» **Exercise material**:
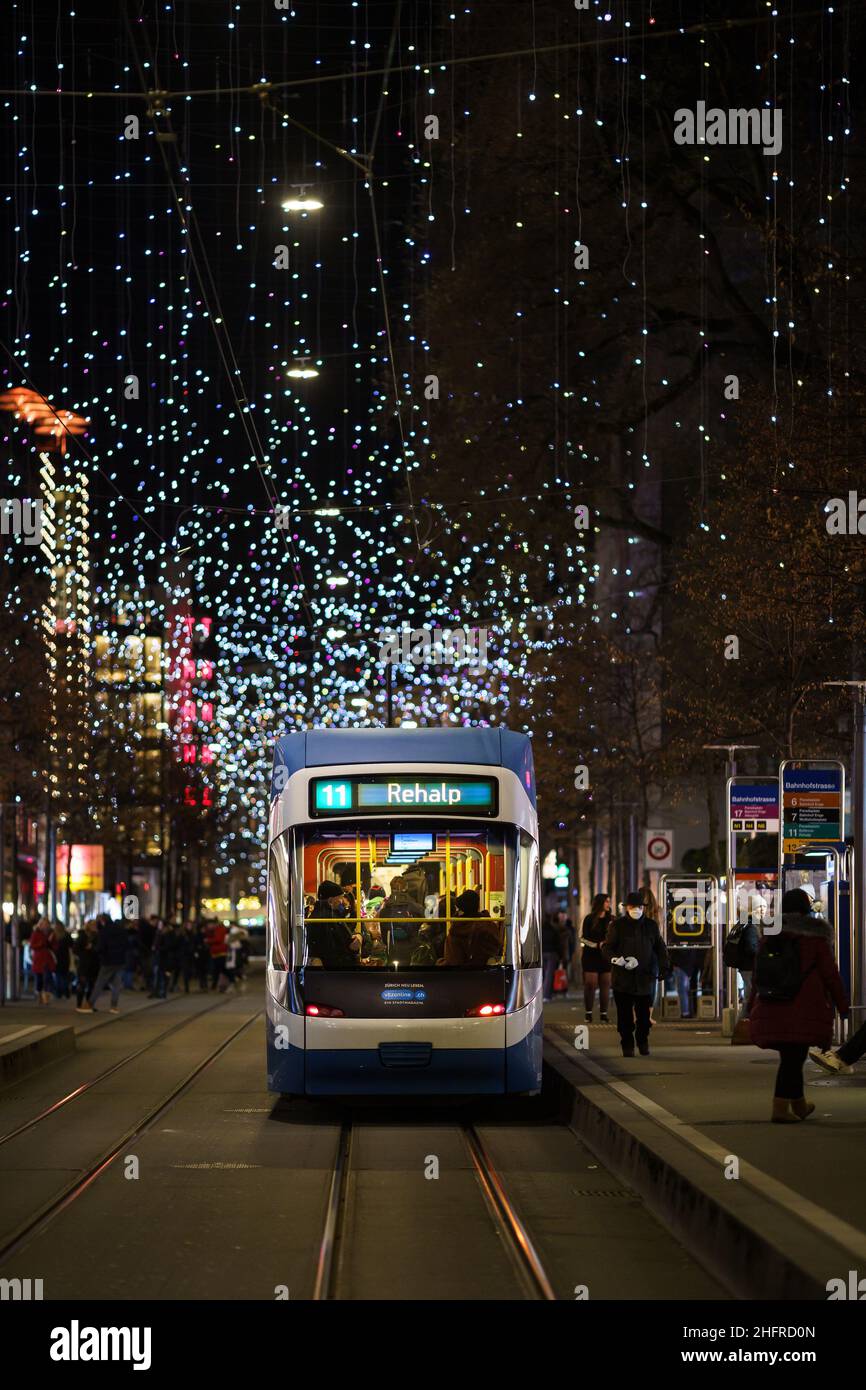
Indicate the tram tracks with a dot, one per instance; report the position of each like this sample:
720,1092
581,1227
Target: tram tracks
36,1222
517,1241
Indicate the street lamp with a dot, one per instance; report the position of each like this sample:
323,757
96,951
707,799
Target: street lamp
730,749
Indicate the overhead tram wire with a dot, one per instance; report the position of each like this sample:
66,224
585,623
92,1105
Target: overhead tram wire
599,42
135,508
217,320
369,181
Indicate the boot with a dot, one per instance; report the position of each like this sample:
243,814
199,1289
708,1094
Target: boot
781,1112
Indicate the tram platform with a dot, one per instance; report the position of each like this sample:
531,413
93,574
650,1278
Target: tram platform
772,1209
32,1034
25,1047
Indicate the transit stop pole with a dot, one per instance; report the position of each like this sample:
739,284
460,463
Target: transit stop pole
858,815
729,976
2,913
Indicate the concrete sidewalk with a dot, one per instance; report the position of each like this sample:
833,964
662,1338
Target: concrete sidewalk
673,1121
61,1012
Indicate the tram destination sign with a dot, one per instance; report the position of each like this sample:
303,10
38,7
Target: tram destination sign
811,805
373,794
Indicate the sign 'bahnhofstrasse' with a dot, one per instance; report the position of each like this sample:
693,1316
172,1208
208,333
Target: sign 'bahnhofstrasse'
811,805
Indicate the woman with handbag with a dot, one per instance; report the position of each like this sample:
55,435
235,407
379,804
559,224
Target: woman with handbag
594,963
42,959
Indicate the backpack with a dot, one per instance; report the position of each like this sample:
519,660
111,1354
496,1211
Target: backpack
777,970
736,955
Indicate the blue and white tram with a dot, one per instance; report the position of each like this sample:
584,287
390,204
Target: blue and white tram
403,951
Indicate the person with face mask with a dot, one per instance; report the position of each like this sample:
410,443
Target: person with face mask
637,954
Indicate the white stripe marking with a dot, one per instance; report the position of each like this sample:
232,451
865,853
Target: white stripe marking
10,1037
819,1218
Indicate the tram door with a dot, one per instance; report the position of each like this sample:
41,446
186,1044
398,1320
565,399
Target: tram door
823,875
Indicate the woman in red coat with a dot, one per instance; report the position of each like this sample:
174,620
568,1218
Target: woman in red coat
791,1026
42,958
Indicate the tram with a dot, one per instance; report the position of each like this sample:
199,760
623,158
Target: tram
403,913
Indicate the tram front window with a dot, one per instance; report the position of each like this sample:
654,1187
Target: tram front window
402,897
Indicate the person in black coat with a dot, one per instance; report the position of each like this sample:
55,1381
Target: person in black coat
111,951
334,945
594,963
637,954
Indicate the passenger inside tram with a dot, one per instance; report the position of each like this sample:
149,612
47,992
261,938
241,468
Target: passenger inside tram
441,905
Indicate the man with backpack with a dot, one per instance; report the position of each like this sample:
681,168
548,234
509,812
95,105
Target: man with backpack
738,954
794,990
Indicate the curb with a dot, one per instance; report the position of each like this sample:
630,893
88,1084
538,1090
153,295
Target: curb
752,1244
21,1055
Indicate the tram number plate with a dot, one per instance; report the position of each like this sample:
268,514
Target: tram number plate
401,792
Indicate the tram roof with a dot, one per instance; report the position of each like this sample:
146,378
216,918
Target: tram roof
342,747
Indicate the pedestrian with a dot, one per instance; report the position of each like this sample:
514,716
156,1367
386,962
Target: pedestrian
594,963
216,934
86,963
61,945
163,957
134,954
42,959
202,957
173,955
794,988
738,954
840,1062
186,951
551,955
111,952
234,957
687,963
638,957
148,933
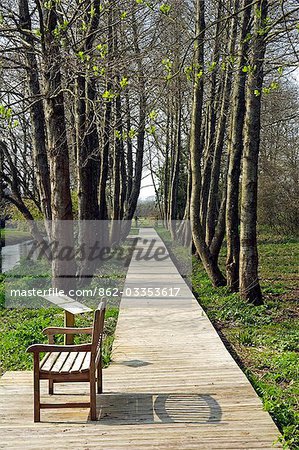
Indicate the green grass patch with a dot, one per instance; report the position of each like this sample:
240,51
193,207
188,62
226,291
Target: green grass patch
264,339
20,328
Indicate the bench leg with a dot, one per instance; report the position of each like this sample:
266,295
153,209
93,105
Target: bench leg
51,387
93,398
36,383
100,377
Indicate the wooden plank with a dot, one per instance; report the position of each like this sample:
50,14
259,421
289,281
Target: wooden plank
68,364
49,362
78,363
59,362
171,385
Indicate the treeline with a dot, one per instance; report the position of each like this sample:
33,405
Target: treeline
94,93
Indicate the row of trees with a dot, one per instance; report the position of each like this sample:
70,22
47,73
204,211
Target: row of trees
244,52
95,92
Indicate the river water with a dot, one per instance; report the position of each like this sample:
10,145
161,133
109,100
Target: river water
11,254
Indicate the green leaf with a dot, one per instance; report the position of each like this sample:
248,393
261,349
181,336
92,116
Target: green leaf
153,115
124,82
165,9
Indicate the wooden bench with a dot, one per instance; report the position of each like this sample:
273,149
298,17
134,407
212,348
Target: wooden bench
63,363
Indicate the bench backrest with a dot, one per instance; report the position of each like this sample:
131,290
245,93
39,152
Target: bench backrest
97,333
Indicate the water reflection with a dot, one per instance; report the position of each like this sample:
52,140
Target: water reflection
10,255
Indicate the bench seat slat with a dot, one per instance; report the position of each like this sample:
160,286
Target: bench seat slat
59,362
86,362
69,362
47,363
78,363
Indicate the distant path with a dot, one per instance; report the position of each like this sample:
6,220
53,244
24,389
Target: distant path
172,384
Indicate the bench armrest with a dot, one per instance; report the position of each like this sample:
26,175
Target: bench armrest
40,348
52,331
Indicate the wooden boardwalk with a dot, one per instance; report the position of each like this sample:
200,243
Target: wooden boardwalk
172,384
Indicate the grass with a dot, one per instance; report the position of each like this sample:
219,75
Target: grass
264,340
21,327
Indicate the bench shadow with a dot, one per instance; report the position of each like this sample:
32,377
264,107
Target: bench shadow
127,409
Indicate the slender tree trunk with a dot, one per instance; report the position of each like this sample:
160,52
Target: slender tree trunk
211,127
220,136
107,123
249,283
36,112
62,232
132,204
196,155
235,154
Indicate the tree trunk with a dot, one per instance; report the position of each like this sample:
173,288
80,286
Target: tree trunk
220,136
36,112
249,283
235,154
196,154
62,232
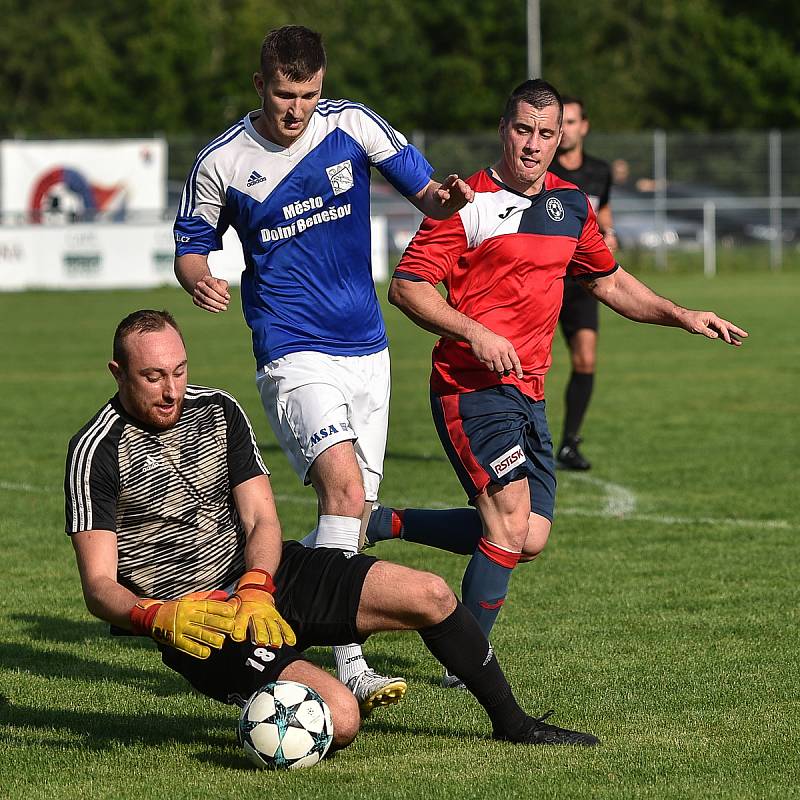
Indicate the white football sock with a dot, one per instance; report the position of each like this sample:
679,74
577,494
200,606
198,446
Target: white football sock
339,532
342,533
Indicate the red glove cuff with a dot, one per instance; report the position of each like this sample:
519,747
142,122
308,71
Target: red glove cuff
142,616
256,579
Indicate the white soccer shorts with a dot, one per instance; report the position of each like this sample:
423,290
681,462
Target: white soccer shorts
314,400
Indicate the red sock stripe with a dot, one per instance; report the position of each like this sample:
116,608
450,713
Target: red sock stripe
460,441
498,554
397,522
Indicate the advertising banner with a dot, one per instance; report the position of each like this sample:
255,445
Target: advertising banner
58,182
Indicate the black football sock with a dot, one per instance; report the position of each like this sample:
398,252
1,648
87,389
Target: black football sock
456,530
459,644
577,396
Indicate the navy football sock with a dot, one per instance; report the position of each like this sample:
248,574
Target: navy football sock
485,583
460,646
456,530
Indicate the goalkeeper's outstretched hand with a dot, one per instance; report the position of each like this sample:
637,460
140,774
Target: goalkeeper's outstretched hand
256,612
193,624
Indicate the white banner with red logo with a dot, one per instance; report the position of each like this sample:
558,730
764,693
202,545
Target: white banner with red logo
89,180
119,256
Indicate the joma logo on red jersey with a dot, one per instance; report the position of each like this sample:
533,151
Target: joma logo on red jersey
510,459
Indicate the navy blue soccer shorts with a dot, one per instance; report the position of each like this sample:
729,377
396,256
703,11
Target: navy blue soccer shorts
498,435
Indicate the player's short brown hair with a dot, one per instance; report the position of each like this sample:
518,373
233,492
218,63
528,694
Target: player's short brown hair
143,321
568,99
293,50
537,93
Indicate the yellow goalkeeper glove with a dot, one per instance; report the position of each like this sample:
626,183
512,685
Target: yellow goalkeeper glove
255,610
193,624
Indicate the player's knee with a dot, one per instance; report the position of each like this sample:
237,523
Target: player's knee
345,715
435,599
536,539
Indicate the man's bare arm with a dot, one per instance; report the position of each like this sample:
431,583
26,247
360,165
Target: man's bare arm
442,200
632,299
256,506
209,293
96,553
422,304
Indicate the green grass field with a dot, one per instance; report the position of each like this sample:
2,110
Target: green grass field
663,615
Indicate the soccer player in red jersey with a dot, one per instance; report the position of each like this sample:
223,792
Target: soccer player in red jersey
503,260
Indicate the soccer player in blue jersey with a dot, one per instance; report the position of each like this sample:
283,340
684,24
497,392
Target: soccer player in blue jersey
292,178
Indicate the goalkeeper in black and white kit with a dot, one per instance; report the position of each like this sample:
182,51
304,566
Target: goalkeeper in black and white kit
176,535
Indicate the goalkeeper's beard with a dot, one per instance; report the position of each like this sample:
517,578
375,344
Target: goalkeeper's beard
160,415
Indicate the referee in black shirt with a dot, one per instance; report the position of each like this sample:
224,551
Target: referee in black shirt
579,313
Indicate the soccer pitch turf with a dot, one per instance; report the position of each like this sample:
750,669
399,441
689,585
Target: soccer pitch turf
662,616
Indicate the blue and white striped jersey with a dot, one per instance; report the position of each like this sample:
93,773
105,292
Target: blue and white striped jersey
302,215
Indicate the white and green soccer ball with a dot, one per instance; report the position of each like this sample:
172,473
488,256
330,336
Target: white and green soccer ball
285,725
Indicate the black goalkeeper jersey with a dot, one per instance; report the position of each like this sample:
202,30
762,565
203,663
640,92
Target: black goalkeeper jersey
166,494
593,178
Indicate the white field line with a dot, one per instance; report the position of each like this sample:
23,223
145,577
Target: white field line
619,503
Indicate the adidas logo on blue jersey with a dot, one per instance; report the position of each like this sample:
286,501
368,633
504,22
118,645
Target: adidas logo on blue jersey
254,179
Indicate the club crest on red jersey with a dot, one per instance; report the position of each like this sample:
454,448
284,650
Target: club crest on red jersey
554,209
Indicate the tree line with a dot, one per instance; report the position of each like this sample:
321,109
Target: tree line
131,67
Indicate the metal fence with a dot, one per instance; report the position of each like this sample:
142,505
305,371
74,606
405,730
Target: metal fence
673,193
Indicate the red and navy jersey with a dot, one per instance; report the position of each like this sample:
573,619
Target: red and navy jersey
503,259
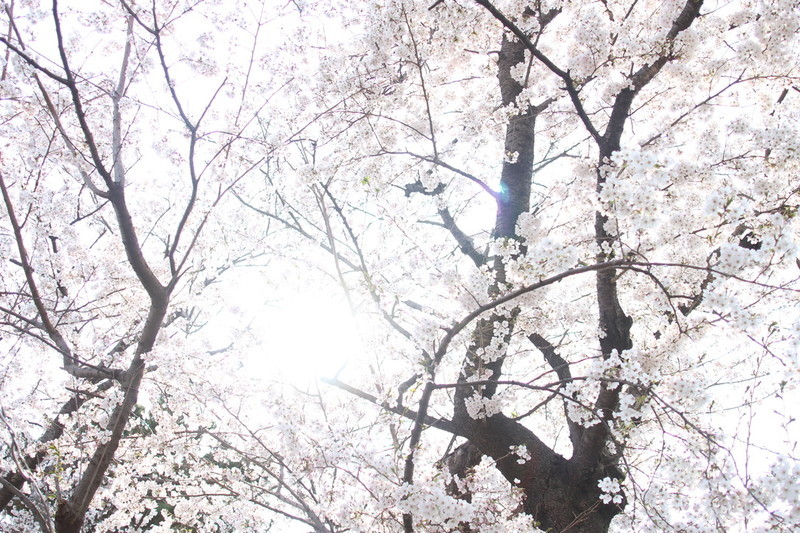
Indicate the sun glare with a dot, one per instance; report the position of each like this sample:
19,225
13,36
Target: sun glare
302,335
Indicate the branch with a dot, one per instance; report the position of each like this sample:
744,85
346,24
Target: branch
569,83
464,241
438,423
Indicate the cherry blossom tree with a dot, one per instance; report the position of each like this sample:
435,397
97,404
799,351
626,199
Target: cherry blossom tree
121,137
566,231
640,259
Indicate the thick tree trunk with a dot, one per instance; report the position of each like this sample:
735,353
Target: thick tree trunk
560,494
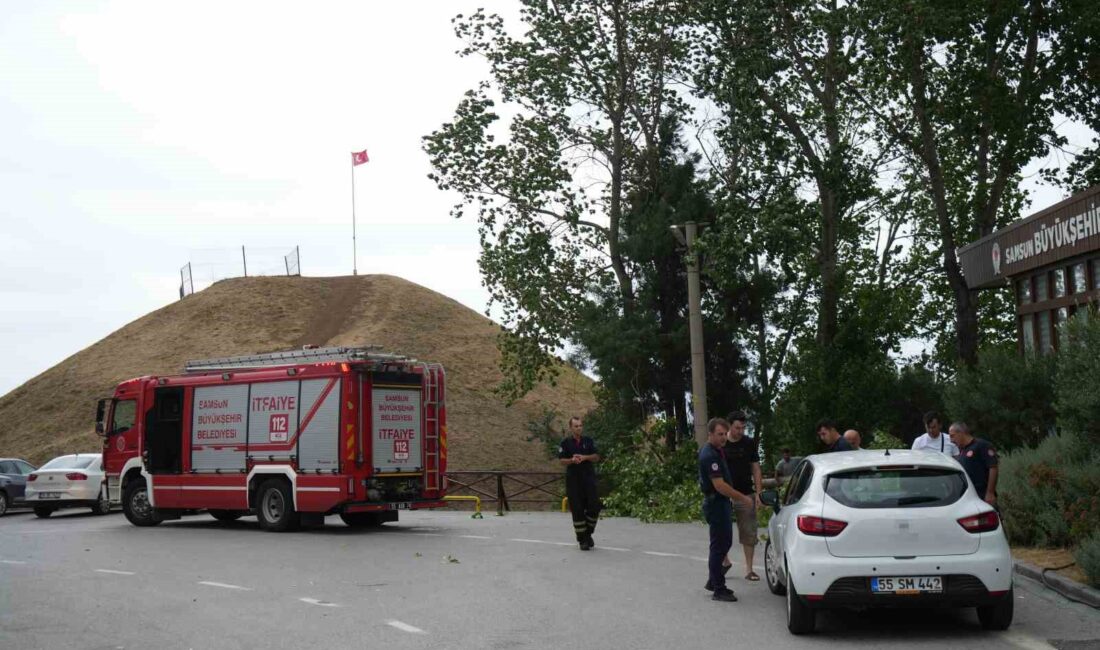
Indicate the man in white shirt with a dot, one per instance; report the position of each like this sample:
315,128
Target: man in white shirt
935,439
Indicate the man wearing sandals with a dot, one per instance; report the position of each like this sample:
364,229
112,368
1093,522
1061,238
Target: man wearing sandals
744,461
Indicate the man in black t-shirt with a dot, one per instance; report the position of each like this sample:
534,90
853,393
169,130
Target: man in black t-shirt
832,439
978,459
579,454
744,461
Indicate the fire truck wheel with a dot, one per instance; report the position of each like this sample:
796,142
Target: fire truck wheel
135,504
226,515
275,506
360,519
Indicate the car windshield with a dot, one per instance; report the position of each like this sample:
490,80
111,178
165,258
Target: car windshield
897,487
72,462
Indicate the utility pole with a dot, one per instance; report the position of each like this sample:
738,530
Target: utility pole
695,327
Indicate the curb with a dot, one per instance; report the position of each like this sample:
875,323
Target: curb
1059,584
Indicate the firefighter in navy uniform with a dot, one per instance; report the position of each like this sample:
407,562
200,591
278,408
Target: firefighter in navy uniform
579,454
714,480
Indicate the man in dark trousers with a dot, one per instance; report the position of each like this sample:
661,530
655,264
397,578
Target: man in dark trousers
579,453
978,459
714,480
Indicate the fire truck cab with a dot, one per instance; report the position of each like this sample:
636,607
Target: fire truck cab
290,437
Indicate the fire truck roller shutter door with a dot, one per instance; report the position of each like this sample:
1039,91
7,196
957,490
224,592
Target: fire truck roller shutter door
318,445
218,421
396,428
273,419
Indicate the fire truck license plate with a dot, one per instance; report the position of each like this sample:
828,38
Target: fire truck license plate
908,585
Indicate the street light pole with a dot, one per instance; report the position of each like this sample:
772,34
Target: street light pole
695,328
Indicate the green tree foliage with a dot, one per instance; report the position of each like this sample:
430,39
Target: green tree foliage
586,86
1077,383
1047,492
1007,398
967,91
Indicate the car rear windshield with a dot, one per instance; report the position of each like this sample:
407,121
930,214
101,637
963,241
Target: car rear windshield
68,463
897,487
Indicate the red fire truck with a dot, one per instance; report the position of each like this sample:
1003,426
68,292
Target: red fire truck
290,437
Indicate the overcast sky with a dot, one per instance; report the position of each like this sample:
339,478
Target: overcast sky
141,135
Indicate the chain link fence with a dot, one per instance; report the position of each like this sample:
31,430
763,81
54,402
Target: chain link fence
210,265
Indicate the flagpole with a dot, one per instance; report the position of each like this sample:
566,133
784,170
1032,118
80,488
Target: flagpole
354,251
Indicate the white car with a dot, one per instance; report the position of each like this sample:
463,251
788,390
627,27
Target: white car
886,529
70,481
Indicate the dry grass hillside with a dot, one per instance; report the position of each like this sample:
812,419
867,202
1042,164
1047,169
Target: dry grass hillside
53,412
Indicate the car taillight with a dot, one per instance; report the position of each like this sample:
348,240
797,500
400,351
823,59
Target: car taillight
983,522
820,527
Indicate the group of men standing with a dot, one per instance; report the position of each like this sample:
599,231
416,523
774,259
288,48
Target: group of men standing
729,477
732,482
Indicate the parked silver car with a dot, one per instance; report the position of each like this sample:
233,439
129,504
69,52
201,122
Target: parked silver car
13,473
70,481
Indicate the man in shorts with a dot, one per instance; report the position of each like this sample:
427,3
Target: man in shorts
744,461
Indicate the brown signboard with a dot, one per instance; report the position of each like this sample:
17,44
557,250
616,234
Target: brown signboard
1062,231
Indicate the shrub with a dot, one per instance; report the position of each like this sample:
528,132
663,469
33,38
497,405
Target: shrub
1041,493
1007,398
1078,365
1088,558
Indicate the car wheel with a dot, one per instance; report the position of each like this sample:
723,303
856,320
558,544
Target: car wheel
135,504
999,616
771,570
226,515
801,618
361,519
275,507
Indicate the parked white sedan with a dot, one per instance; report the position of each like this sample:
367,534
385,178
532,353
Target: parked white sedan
886,529
70,481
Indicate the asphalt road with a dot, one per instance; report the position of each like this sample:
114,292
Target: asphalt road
433,580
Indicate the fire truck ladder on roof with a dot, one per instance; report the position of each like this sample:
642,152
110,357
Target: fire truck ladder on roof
296,356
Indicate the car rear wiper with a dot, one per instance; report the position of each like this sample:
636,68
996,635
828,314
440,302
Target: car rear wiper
912,500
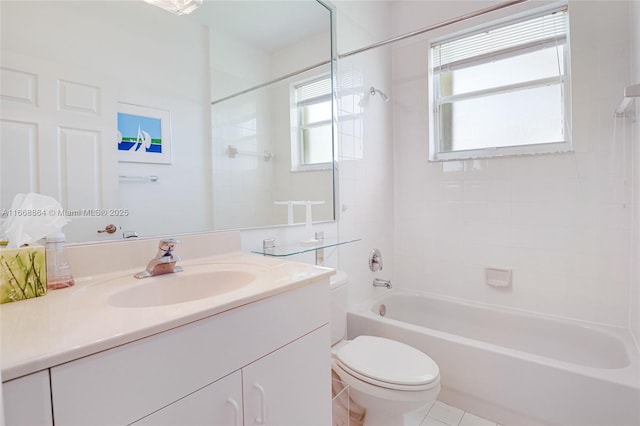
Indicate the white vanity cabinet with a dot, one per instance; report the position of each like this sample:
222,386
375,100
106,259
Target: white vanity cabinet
276,350
219,403
279,389
27,400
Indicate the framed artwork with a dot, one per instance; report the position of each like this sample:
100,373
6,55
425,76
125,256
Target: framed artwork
144,134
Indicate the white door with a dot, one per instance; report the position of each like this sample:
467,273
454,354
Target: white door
58,133
291,386
218,404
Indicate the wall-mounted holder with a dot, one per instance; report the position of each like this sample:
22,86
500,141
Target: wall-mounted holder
496,277
630,93
233,152
270,248
375,260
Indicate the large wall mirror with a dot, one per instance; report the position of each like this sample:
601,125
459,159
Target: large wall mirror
237,95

» **Exercise**:
Starting from the line containing "Indicate the framed" and ending with the final line of the data, reproduce each line exactly as it appears, including no other lines.

» **Solution to the problem**:
Indicate the framed artwork with a dot, one per instance; report the position of each like this sample:
100,373
6,55
425,76
125,256
Target: framed artwork
144,134
Indicate the white door with a dot, one per instance; report the position of each like this sample:
467,273
454,354
Target: white door
58,133
291,386
218,404
Indicate the wall-mounted holder with a dot, one per instance; report the position of each like this sample:
22,86
500,141
Target: wall-mounted holder
496,277
630,93
233,152
270,248
375,260
Indicate the large wall mirror with a dot, one per instance; report the position of each like this sample:
601,125
459,159
Target: large wall mirror
237,95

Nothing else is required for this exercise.